> _記事抜粋_
# # #

急患で「日航ジャンボ機」搭乗をキャンセルした医師が語った「生かされた命を役立てたい」
“何とかなる”
しかし時間がたつにつれ、「自分がキャンセルしたことで、代わりに誰かが乗って犠牲になっている。そう考えると、いたたまれない気持ちになった」という。
そんな思いがあったからだろう、事故から19年たった平成16年、自衛隊が、人道復興支援活動のためイラクに派遣されたとき、防衛庁所属だった脇山は、医官として現地に赴いている。
「危険を伴う任務ですから、断ることもできました。でも、生かされた命を役立てることができればと、お受けすることにしました」
宿営地はサマーワ。役職は、第一次イラク復興支援群衛生隊長。主な任務は、周辺病院に対して衛生指導することだった。車で移動中、現地の警官が地雷を見つけたり、地雷で大破した車を目撃したりした。

# # #

> _抽出データ_
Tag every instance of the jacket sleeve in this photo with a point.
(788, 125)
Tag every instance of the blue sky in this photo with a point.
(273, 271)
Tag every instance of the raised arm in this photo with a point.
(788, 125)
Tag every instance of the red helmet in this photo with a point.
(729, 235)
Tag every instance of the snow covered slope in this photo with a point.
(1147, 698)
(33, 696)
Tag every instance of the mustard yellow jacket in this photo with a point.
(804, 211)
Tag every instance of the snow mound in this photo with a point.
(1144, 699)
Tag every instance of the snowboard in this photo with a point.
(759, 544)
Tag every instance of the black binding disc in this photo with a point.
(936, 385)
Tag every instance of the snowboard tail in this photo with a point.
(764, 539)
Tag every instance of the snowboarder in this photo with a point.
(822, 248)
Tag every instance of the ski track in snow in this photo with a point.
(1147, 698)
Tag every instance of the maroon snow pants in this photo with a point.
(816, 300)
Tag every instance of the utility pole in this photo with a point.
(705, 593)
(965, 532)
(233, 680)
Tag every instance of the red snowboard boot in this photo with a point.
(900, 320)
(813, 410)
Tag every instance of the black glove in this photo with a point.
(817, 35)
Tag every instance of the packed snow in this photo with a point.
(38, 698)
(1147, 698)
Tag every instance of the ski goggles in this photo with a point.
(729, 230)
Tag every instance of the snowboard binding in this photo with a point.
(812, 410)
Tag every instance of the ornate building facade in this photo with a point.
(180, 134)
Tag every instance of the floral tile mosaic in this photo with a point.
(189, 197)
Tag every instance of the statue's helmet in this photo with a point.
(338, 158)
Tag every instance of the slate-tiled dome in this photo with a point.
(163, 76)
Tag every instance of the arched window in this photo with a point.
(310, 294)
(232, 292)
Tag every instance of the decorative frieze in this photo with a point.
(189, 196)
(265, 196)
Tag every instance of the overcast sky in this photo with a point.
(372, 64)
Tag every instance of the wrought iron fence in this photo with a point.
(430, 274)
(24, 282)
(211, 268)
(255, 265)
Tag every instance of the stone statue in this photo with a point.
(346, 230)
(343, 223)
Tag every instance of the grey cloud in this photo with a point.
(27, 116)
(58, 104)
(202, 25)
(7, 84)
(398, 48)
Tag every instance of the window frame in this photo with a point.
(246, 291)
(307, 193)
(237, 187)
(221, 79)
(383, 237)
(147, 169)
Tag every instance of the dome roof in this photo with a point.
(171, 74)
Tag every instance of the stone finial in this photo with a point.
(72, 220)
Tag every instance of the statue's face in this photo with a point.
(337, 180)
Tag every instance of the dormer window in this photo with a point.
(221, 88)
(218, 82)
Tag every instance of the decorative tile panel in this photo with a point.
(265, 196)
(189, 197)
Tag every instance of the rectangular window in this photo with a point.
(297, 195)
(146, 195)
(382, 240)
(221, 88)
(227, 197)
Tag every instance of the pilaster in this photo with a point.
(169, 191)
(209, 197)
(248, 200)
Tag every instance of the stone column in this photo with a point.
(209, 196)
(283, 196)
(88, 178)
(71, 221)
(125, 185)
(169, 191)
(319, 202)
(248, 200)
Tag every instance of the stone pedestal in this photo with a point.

# # #

> _作業一覧_
(a) 記事抜粋のうち「宿営地はサマーワ。」で始まる段落を、要点を保ったまま箇条書きに書き直せ。
(b) 記事抜粋の中で、かぎかっこ「」で囲まれた部分をすべて抜き出せ。
(c) 日航ジャンボ機の搭乗をキャンセルした医師についての記事抜粋を、最後の文の続きから書き進めよ。

> _解答_
(a)
- 宿営地：サマーワ
- 役職：第一次イラク復興支援群衛生隊長
- 主な任務：周辺病院への衛生指導
- 車での移動中、現地の警官が地雷を見つけたり、地雷で大破した車を目撃したりした

(b)
- 日航ジャンボ機
- 生かされた命を役立てたい
- 自分がキャンセルしたことで、代わりに誰かが乗って犠牲になっている。そう考えると、いたたまれない気持ちになった
- 危険を伴う任務ですから、断ることもできました。でも、生かされた命を役立てることができればと、お受けすることにしました

(c)
「死ぬかもしれない、という恐怖は常にありました。でも123便のときも難を逃れた。今回も“何とかなる”という気持ちがどこかにありました」
平成19年に防衛省を辞め、ある医療施設を引き継ぎ、「ひもんや外科内科クリニック」を開業したときも、内心かなり不安だった。けれど、このときも“何とかなる”という気持ちに支えられた。そしていまは地域医療に励む日々である──。
このように間一髪で助かった当事者たちは、巡り合わせとしかいえないものにかろうじて命を救われていた。キャンセル席が回ってこない、急用が入った……。吉凶は隣り合わせということが、これほど如実に表われた例はないだろう。もしかしたら自分も死んでいたかもしれない。それもあってか、問わず語りに「生かされた命」という言葉を口にする人が多かった。
日航機墜落事故で消えた、生きたくても生きられなかった520人の命。それを心のどこかに感じながら、助かった人たちはそれぞれの人生を今も生きている。